● Exercise description
Copy nothing but the text: repeat each entry exactly and drop the images.

*** Opening of Entries shown ***

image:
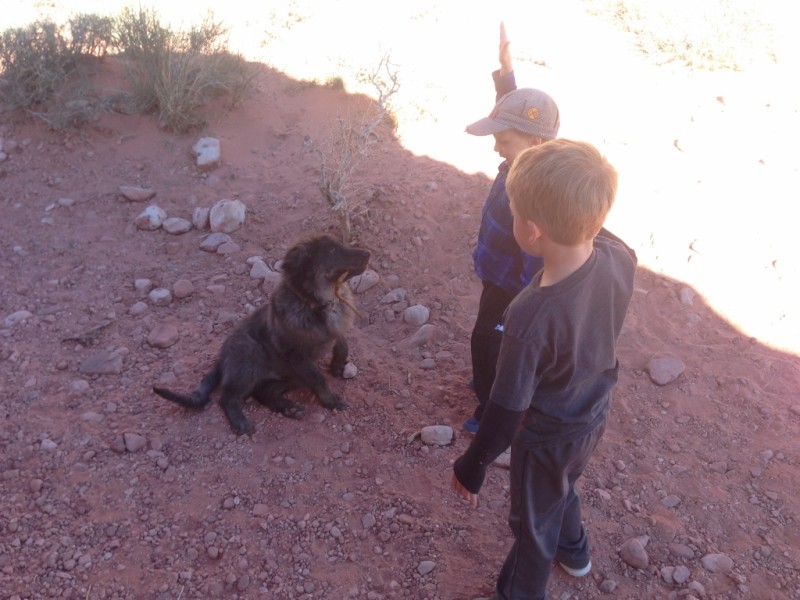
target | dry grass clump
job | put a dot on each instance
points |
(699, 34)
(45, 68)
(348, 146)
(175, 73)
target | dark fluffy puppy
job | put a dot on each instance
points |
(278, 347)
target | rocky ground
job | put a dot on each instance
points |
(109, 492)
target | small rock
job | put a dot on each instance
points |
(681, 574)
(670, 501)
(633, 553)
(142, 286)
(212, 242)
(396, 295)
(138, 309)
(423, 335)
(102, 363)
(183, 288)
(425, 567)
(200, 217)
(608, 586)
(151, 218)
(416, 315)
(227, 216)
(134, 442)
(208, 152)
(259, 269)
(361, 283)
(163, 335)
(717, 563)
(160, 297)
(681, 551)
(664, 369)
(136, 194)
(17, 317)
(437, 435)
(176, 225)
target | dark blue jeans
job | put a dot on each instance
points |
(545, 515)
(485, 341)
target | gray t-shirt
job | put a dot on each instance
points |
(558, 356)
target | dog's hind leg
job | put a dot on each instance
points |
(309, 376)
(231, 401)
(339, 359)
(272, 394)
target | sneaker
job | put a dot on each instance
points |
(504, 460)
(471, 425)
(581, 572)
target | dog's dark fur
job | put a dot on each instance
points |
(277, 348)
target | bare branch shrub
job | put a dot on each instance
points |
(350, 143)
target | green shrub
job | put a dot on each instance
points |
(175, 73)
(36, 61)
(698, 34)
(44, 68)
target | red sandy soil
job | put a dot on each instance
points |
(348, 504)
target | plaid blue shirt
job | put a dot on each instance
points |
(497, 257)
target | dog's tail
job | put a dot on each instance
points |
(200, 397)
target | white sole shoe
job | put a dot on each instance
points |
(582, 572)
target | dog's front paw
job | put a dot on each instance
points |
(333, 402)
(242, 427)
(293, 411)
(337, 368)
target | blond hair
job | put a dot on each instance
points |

*** Close of Entries shown ***

● Your solution
image:
target | dry grass clump
job | put a dot on each instance
points |
(699, 34)
(45, 68)
(348, 146)
(175, 73)
target | dark fluffy puppy
job | put a dot on each instance
points |
(278, 347)
target | rocky ground
job | put a dot on each instance
points |
(109, 492)
target | small rock
job | put a dot on each instance
points |
(681, 574)
(670, 501)
(633, 553)
(142, 286)
(212, 242)
(396, 295)
(138, 309)
(423, 335)
(102, 363)
(183, 288)
(425, 567)
(200, 217)
(608, 586)
(151, 218)
(416, 315)
(227, 216)
(134, 442)
(208, 152)
(259, 269)
(361, 283)
(163, 335)
(717, 563)
(160, 297)
(681, 551)
(664, 369)
(136, 194)
(17, 317)
(437, 435)
(176, 225)
target | dark blue jeans
job | put a dot on each instance
points |
(545, 515)
(485, 341)
target | gray t-shirt
job | put a dot on each instance
points |
(558, 356)
target | dog's hind leg
job | put a dot on each instance
points |
(309, 376)
(231, 401)
(339, 359)
(272, 394)
target | sneaker
job | put a dot on each instance
points |
(504, 460)
(471, 425)
(581, 572)
target | dog's dark fur
job | put a dot on each instance
points |
(277, 348)
target | bare branch shrub
job | put a dot on each instance
points |
(350, 143)
target | green shrub
job | put a dot on each instance
points |
(175, 73)
(36, 61)
(698, 34)
(44, 68)
target | red sandy soil
job | put a dot on each instance
points |
(348, 504)
target | plaid blue shirt
job | put a dot on each instance
points |
(497, 257)
target | dog's tail
job | put a dot on each instance
points |
(200, 397)
target | white sole shoe
job | put a dot on each instance
points |
(582, 572)
target | dog's front paw
job | put a dot on each instance
points |
(333, 402)
(242, 427)
(293, 411)
(337, 368)
target | blond hair
job | put a dot on each instance
points |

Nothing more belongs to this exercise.